[Referring expression grounding data]
------------------------------------------------------------

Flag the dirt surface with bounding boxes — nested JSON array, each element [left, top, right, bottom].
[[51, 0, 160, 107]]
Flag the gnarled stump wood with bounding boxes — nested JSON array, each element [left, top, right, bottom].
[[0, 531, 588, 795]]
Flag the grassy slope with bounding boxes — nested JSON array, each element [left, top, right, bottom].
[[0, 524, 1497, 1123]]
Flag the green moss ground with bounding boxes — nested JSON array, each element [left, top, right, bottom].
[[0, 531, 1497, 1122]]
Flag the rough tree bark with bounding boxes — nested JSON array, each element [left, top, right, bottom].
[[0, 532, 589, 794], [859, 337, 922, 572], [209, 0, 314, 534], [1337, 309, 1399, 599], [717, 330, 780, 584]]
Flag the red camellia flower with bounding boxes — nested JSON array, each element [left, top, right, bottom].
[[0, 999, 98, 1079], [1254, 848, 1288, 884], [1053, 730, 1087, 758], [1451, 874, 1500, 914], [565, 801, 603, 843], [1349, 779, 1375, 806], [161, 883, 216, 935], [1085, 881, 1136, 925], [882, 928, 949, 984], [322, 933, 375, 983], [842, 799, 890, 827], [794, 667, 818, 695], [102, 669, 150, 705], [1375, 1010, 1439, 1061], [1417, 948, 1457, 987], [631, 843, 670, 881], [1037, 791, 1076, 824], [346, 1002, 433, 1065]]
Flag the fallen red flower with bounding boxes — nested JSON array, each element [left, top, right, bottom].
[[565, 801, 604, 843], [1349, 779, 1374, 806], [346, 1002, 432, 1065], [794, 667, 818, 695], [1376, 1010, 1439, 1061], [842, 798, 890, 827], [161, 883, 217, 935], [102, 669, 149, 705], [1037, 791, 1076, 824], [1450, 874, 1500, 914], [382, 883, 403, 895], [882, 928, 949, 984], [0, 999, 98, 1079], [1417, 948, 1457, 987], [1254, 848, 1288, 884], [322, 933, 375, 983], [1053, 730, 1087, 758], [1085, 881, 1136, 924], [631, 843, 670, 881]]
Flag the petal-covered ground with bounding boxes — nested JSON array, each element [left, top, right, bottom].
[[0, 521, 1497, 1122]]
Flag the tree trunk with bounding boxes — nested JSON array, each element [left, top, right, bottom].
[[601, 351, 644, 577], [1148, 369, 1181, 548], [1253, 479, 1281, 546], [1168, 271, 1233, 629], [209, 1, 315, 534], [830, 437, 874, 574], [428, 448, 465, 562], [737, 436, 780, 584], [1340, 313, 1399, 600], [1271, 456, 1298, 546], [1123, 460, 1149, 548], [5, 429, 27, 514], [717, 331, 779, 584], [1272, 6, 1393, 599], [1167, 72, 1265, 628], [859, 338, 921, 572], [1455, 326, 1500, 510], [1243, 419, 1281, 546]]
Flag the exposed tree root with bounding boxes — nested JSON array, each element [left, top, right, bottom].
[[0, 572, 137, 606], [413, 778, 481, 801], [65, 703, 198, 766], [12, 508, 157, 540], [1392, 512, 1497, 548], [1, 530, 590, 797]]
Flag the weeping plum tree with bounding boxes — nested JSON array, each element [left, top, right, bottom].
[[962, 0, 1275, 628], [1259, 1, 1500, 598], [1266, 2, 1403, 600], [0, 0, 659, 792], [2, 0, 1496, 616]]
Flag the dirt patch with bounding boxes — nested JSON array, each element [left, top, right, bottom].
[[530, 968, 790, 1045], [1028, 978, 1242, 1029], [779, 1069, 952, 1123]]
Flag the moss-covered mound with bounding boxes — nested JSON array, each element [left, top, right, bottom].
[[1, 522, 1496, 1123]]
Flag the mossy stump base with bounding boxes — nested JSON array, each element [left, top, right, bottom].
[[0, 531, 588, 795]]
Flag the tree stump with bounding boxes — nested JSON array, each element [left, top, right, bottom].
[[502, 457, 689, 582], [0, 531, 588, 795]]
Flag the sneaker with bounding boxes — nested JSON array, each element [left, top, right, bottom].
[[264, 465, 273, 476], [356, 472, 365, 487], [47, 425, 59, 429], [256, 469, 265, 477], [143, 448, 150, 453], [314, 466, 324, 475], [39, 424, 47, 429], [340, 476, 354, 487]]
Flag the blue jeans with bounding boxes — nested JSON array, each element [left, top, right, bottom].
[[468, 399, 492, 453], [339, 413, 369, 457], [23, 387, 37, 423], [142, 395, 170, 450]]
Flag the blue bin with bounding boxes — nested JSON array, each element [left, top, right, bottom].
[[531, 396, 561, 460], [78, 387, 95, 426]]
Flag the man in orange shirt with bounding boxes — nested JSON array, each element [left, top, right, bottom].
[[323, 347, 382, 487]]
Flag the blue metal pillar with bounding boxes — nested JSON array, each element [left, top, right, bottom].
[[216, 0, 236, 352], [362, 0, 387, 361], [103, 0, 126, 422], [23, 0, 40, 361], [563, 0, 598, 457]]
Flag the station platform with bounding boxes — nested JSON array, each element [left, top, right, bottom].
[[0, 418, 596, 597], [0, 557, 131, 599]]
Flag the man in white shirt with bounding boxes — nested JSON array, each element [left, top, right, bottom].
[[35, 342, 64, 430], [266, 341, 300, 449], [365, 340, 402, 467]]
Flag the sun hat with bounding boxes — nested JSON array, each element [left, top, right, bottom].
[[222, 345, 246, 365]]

------------------------------------------------------------

TASK GOAL
Copy each line of the data above exactly as it appears.

RESPONSE TO THE EXERCISE
Flag the dirt surface with bounding boxes — nested JSON array, each element [left, top, right, bottom].
[[51, 0, 160, 107]]
Flag the gnarled stump wood with bounding boxes — nested JSON array, each element [left, top, right, bottom].
[[0, 531, 588, 795]]
Flag the grassy slope with bounding boxes — nested JSON array, each element [left, top, right, bottom].
[[0, 524, 1497, 1123]]
Flag the green moss ground with bounding boxes — nested JSON array, each element [left, top, right, bottom].
[[0, 531, 1497, 1122]]
Flag the rough tree bark with bounding boxes — nested JSON array, each element [left, top, right, bottom].
[[0, 532, 589, 794], [859, 337, 922, 572], [209, 0, 314, 534], [1337, 309, 1399, 599], [717, 330, 780, 584]]
Flag the red camellia flower with bounding boxes — nested JSON array, each element [left, top, right, bottom].
[[0, 999, 98, 1079], [1254, 848, 1288, 884], [1053, 730, 1087, 758], [1451, 874, 1500, 914], [565, 801, 603, 843], [1349, 779, 1375, 806], [161, 883, 216, 935], [1085, 881, 1136, 925], [882, 928, 949, 984], [322, 933, 375, 983], [842, 799, 890, 827], [794, 667, 818, 695], [102, 669, 150, 705], [1375, 1010, 1439, 1061], [1417, 948, 1457, 987], [631, 843, 670, 881], [1037, 791, 1076, 824], [346, 1002, 433, 1065]]
Flag the fallen red flower with bounding boxes — nested JSON array, each element [left, top, right, bottom].
[[565, 801, 604, 843], [1349, 779, 1374, 806], [346, 1002, 432, 1065], [794, 667, 818, 695], [1376, 1010, 1439, 1061], [842, 798, 890, 827], [161, 883, 217, 935], [102, 669, 149, 705], [1037, 791, 1076, 824], [1450, 874, 1500, 914], [382, 883, 403, 895], [882, 928, 949, 984], [0, 999, 98, 1079], [1417, 948, 1457, 987], [1254, 848, 1288, 884], [322, 933, 375, 983], [1053, 730, 1087, 758], [1085, 881, 1136, 924], [631, 843, 670, 881]]
Flag the petal-covered ground with bounding boxes — nested JSON array, each element [left, top, right, bottom].
[[0, 521, 1497, 1122]]
Flag the tree trunk with bounding boxes — nested JSON array, each element [left, top, right, bottom].
[[601, 351, 644, 577], [1148, 369, 1181, 548], [1253, 479, 1281, 546], [1168, 271, 1233, 629], [209, 1, 315, 534], [830, 437, 874, 574], [428, 448, 465, 562], [737, 436, 780, 584], [1340, 313, 1399, 600], [1271, 456, 1298, 546], [1123, 460, 1149, 548], [5, 429, 27, 514], [717, 331, 779, 584], [1272, 6, 1393, 599], [1167, 72, 1265, 628], [859, 338, 921, 572], [1455, 326, 1500, 510], [1243, 419, 1281, 546]]
Flag the exposed tree root with bounding boxes — nested JSON array, each element [left, top, right, bottom].
[[0, 572, 137, 606], [413, 778, 481, 801], [65, 703, 198, 766], [12, 508, 157, 540], [1392, 512, 1497, 548], [1, 530, 590, 797]]
Flag the weeping plum tree with bounding boxes — nested JSON array, each element [left, top, right, bottom].
[[962, 0, 1275, 628], [1259, 1, 1500, 598], [1266, 2, 1403, 600], [0, 0, 659, 792], [2, 0, 1496, 616]]
Flag the dirt patch with bounding boxes — nested JSON array, each element [left, top, right, bottom].
[[530, 968, 790, 1045], [1028, 978, 1242, 1029], [779, 1069, 952, 1123]]
Flag the moss-covered mound with bounding boxes — nested JSON array, each element [left, top, right, bottom].
[[1, 522, 1496, 1123]]
Flag the mossy stump base with bounding boxes — nested JSON array, each element [left, top, right, bottom].
[[0, 531, 588, 795]]
Flag the tree stump with bounding boxes — nested JSON array, each element [left, top, right, bottom].
[[502, 457, 689, 582], [0, 531, 588, 795]]
Flag the sneaker with bounding boxes — nested JSON array, each element [left, top, right, bottom].
[[264, 465, 273, 476], [356, 472, 365, 487], [47, 425, 59, 429], [256, 469, 265, 477], [143, 448, 150, 453], [314, 466, 324, 475], [39, 424, 47, 429], [340, 476, 354, 487]]
Flag the blue jeans with bounding boxes — nested JSON array, each element [left, top, right, bottom].
[[468, 399, 492, 453], [339, 413, 369, 457], [23, 387, 37, 423], [142, 395, 170, 450]]
Flag the blue bin with bounding boxes — nested JSON array, each element [left, top, right, bottom].
[[531, 396, 561, 460], [78, 387, 95, 426]]
Flag the man in orange shirt with bounding boxes — nested JSON array, each element [left, top, right, bottom].
[[323, 347, 382, 487]]
Flag the blue metal pillar with bounding boxes — nested JSON array, each element [left, top, right, bottom].
[[216, 0, 236, 352], [362, 0, 387, 361], [103, 0, 126, 422], [23, 0, 40, 361], [563, 0, 598, 457]]
Flag the station platform with bounding boxes — nested JSON array, each element [left, top, right, bottom].
[[0, 418, 596, 597], [0, 557, 131, 599]]
Flag the man in white shirt with bounding boxes — nested JSON array, each element [left, top, right, bottom].
[[35, 342, 64, 430], [266, 341, 300, 449], [365, 340, 402, 467]]
Flag the sun hat with bounding boxes — nested JSON array, each element [left, top, right, bottom].
[[222, 345, 246, 365]]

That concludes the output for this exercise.